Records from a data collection
####################

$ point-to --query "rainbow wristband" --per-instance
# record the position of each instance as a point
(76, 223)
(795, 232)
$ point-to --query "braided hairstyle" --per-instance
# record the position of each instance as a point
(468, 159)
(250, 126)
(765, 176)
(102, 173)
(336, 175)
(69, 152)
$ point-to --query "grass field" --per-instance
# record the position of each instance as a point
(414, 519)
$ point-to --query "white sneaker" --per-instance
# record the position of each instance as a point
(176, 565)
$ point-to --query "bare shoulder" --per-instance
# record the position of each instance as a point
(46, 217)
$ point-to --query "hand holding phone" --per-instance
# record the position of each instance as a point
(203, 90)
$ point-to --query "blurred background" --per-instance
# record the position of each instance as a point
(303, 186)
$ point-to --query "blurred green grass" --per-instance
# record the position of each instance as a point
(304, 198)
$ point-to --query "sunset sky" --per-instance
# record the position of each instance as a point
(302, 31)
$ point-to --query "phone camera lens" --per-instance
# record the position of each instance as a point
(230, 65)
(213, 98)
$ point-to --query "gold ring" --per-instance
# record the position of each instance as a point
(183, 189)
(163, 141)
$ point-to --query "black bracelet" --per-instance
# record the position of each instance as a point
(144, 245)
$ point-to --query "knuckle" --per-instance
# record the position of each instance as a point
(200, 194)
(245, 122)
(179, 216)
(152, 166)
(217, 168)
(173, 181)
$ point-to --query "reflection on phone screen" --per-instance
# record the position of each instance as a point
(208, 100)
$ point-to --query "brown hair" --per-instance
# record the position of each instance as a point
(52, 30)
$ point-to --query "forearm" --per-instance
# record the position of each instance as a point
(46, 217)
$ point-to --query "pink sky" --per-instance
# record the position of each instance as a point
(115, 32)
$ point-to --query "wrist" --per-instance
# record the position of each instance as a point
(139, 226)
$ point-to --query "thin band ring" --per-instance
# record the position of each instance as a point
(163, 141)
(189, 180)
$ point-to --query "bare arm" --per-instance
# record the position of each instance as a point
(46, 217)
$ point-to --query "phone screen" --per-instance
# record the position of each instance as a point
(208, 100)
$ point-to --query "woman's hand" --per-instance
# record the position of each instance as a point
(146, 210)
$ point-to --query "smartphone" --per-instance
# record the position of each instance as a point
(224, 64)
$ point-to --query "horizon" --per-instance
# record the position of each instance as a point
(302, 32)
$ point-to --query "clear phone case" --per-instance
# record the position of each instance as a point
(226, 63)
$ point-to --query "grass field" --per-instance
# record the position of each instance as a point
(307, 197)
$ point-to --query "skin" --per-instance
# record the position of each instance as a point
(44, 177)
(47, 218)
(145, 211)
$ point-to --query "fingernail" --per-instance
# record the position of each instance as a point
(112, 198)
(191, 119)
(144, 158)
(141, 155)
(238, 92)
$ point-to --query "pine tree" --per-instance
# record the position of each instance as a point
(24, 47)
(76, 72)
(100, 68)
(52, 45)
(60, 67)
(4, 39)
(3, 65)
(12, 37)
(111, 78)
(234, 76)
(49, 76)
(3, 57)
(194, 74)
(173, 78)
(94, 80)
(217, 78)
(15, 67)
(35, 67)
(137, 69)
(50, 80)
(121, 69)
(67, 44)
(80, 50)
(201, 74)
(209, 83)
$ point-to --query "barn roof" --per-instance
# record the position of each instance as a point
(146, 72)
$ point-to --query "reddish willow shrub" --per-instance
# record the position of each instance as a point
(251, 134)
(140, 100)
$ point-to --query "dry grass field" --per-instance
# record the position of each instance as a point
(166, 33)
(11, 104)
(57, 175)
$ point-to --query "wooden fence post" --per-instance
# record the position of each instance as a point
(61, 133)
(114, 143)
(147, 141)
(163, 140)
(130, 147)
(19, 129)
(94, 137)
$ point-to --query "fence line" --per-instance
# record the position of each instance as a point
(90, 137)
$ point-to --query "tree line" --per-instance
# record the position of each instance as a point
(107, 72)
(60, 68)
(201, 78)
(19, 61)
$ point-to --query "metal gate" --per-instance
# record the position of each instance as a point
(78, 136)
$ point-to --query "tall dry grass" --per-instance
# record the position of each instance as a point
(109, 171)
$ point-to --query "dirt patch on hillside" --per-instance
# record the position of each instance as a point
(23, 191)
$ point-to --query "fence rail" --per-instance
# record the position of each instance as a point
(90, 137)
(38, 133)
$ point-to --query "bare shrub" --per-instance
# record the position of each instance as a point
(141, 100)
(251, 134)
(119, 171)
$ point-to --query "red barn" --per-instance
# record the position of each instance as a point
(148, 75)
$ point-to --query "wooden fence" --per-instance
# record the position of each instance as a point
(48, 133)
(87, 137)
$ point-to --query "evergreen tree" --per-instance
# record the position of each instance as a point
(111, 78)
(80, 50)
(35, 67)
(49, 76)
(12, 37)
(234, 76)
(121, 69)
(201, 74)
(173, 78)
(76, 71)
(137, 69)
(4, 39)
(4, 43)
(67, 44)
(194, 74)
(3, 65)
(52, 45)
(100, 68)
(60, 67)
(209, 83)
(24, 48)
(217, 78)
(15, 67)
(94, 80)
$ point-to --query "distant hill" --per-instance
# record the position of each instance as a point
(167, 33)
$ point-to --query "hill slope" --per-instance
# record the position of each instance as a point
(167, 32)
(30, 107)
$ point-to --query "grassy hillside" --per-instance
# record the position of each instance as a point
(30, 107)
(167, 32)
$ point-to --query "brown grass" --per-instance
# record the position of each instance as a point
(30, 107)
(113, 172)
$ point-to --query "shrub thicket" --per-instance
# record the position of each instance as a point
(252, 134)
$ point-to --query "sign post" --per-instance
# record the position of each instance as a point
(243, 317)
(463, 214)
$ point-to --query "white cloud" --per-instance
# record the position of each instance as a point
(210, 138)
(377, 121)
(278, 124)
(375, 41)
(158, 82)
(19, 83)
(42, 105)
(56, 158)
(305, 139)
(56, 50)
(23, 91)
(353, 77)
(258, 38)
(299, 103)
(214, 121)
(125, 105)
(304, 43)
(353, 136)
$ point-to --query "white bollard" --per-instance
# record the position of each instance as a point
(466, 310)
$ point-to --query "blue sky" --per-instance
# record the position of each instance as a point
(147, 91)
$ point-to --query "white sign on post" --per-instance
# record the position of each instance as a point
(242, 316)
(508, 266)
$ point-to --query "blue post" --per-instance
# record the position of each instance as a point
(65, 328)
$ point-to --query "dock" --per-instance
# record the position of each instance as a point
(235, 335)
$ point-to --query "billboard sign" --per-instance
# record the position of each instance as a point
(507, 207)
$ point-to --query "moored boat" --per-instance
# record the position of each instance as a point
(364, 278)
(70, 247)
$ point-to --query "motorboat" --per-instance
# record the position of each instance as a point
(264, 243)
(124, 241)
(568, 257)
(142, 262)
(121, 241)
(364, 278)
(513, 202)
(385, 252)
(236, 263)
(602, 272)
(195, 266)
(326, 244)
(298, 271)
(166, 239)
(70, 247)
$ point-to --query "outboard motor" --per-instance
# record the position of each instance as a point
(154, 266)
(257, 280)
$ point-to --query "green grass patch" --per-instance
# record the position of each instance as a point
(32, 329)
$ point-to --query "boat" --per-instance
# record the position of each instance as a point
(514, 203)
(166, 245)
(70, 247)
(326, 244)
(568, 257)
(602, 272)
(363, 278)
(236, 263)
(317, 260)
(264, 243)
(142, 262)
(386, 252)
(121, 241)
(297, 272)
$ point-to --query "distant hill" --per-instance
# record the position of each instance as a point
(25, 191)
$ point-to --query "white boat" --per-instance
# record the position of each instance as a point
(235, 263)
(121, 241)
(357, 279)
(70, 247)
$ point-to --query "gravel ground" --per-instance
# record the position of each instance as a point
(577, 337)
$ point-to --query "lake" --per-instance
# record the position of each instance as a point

####################

What you will do =>
Output the records exactly, including every line.

Answer =>
$ point-to --query "rainbow wristband" --per-instance
# record the position of each instance as a point
(76, 223)
(795, 232)
$ point-to --query "braided hairstyle" --per-instance
# record the position of each instance as a point
(468, 159)
(250, 126)
(765, 176)
(102, 173)
(336, 175)
(69, 152)
$ point-to --query "grass field" --per-instance
# record the position of each instance as a point
(414, 519)
$ point-to --query "white sneaker" --per-instance
# record the position of each instance as a point
(176, 565)
$ point-to --query "bare shoulder" --per-instance
# record the position of each instance as a point
(46, 217)
$ point-to --query "hand holding phone" --per-instance
# record the position of each instance as a point
(203, 90)
$ point-to --query "blurred background" --per-instance
# record the position of each instance as a point
(303, 186)
$ point-to --query "blurred green grass" --per-instance
# record the position of each instance as a point
(304, 198)
$ point-to --query "sunset sky" --per-instance
# record the position of each instance as a point
(302, 31)
$ point-to --query "phone camera lens" --per-instance
# record the position of each instance as a point
(230, 65)
(213, 98)
$ point-to --query "gold ring" --per-instance
# record the position of each instance as a point
(183, 189)
(163, 141)
$ point-to --query "black bracelet" --per-instance
# record the position of each instance as a point
(144, 245)
$ point-to --query "knuckle" --per-instance
# record the position of each instance as a point
(200, 194)
(245, 122)
(179, 216)
(152, 166)
(217, 168)
(173, 181)
$ point-to --query "reflection on phone screen" --per-instance
# record the position of each instance as a point
(208, 100)
$ point-to --query "brown hair" --per-instance
# record the position of each instance as a point
(52, 30)
$ point-to --query "forearm" --per-instance
# record the position of each instance as a point
(46, 217)
$ point-to --query "pink sky" --per-instance
# record the position of each instance as a point
(115, 32)
$ point-to --query "wrist" --per-instance
# record the position of each instance as a point
(139, 226)
$ point-to --query "thin band ring" --per-instance
# record the position of each instance as a point
(163, 141)
(189, 180)
$ point-to --query "bare arm" --per-instance
# record the position of each instance as a point
(46, 217)
$ point-to --query "phone screen" --per-instance
# record the position of each instance as a point
(208, 100)
$ point-to --query "woman's hand" --per-instance
# record the position of each instance as a point
(146, 210)
$ point-to --query "smartphone" --per-instance
# record the position of each instance as a point
(224, 64)
$ point-to --query "horizon" --per-instance
# record the position of each instance as a point
(302, 32)
$ point-to --query "clear phone case" --per-instance
# record the position of each instance as a point
(226, 63)
$ point-to --query "grass field" --per-instance
# record the position of each instance as a point
(307, 197)
$ point-to --query "skin" --per-instance
# record the position of each instance as a point
(44, 177)
(47, 218)
(145, 211)
$ point-to --query "fingernail" --per-instance
# record the position of each instance as a point
(112, 198)
(191, 119)
(144, 158)
(141, 155)
(238, 92)
$ point-to --query "pine tree" --per-instance
# record the position of each instance as a point
(24, 47)
(76, 72)
(100, 68)
(52, 45)
(60, 67)
(4, 39)
(3, 65)
(12, 37)
(111, 78)
(234, 76)
(49, 76)
(3, 57)
(194, 74)
(173, 78)
(94, 80)
(217, 78)
(15, 67)
(35, 67)
(137, 69)
(50, 80)
(121, 69)
(67, 44)
(80, 50)
(201, 74)
(209, 83)
$ point-to --query "barn roof" --per-instance
# record the position of each instance as a point
(146, 72)
$ point-to --query "reddish willow shrub" --per-instance
# record the position of each instance as a point
(251, 134)
(140, 100)
$ point-to --query "dry grass field" --per-instance
# record the position of each instance as a point
(166, 33)
(11, 104)
(57, 175)
$ point-to --query "wooden fence post" --per-instance
# record the position of each instance as a point
(61, 133)
(114, 143)
(147, 141)
(163, 140)
(130, 147)
(19, 129)
(94, 137)
$ point-to --query "fence line" --per-instance
# record the position of each instance as a point
(90, 137)
$ point-to --query "tree line" --per-instance
# record the position of each instance as a point
(107, 72)
(60, 68)
(201, 78)
(19, 61)
$ point-to --query "metal gate" --per-instance
# record the position of each instance as a point
(78, 136)
$ point-to --query "tall dry grass" --per-instance
# record the position of each instance as a point
(109, 171)
$ point-to --query "dirt patch on hillside" --per-instance
# record the position of each instance as a point
(23, 191)
$ point-to --query "fence rail" --per-instance
# record the position of each instance as a point
(90, 137)
(38, 133)
$ point-to --query "bare shrub" --per-instance
# record the position of each instance as a point
(141, 100)
(251, 134)
(119, 171)
$ point-to --query "red barn" --per-instance
# record the position of each instance as a point
(148, 75)
$ point-to --query "wooden fence" --per-instance
# record the position of each instance as a point
(48, 133)
(87, 137)
$ point-to --query "evergreen tree" --per-instance
# record the position of each instance as a point
(111, 78)
(80, 50)
(35, 67)
(49, 76)
(12, 37)
(234, 76)
(121, 69)
(201, 74)
(173, 78)
(76, 71)
(137, 69)
(4, 39)
(4, 43)
(67, 44)
(194, 74)
(3, 65)
(52, 45)
(100, 68)
(60, 67)
(209, 83)
(24, 48)
(217, 78)
(15, 67)
(94, 80)
$ point-to --query "distant hill" --per-instance
# record the position of each instance as a point
(167, 33)
$ point-to --query "hill slope" --per-instance
# record the position of each instance as a point
(167, 32)
(30, 107)
$ point-to --query "grassy hillside" --per-instance
# record the position of each instance as a point
(30, 107)
(167, 32)
$ point-to --query "brown grass" --per-instance
# record the position of each instance as a point
(30, 107)
(113, 172)
$ point-to --query "shrub thicket" --per-instance
# record the position of each instance as a point
(252, 134)
$ point-to --query "sign post" --per-instance
# record the position of each instance as a point
(243, 317)
(463, 214)
$ point-to --query "white cloud" --per-instance
# record the position of each instance as a point
(210, 138)
(377, 121)
(278, 124)
(375, 41)
(158, 82)
(19, 83)
(42, 105)
(56, 158)
(305, 139)
(56, 50)
(23, 91)
(353, 77)
(258, 38)
(299, 103)
(214, 121)
(125, 105)
(304, 43)
(353, 136)
$ point-to --query "white bollard" --per-instance
# record the position of each instance as a point
(466, 310)
$ point-to --query "blue sky" --per-instance
# record the position of each instance as a point
(147, 91)
$ point-to --query "white sign on post" --per-instance
# record the position of each instance as a point
(242, 316)
(508, 266)
$ point-to --query "blue post" --per-instance
# record the position of each instance as a point
(65, 328)
$ point-to --query "dock" --per-instance
# record the position of each instance as a point
(235, 335)
$ point-to --query "billboard sign" --per-instance
# record the position of each instance as a point
(507, 207)
$ point-to --query "moored boat" --per-instance
# record the position of each instance as a point
(364, 278)
(70, 247)
$ point-to --query "motorboat" --per-instance
# record the position of each instance as a point
(264, 243)
(124, 241)
(568, 257)
(142, 262)
(121, 241)
(364, 278)
(513, 202)
(385, 252)
(236, 263)
(602, 272)
(195, 266)
(326, 244)
(298, 271)
(166, 239)
(70, 247)
$ point-to --query "outboard motor" --per-instance
# record the position of each instance as a point
(154, 266)
(257, 280)
$ point-to --query "green grass patch" --per-instance
# record the position of each instance as a point
(32, 329)
$ point-to --query "boat" --per-instance
# record the position of each instance as a point
(514, 203)
(166, 245)
(70, 247)
(326, 244)
(568, 257)
(602, 272)
(363, 278)
(236, 263)
(317, 260)
(264, 243)
(142, 262)
(386, 252)
(121, 241)
(297, 272)
$ point-to --query "distant hill" --per-instance
# record the position of each instance as a point
(25, 191)
$ point-to --query "white boat" --per-instance
# record the position of each instance as a point
(235, 263)
(121, 241)
(357, 279)
(70, 247)
$ point-to --query "gravel ground" --per-instance
# record the position of each instance as a point
(577, 337)
$ point-to --query "lake" --per-instance
# record the position of each instance as a point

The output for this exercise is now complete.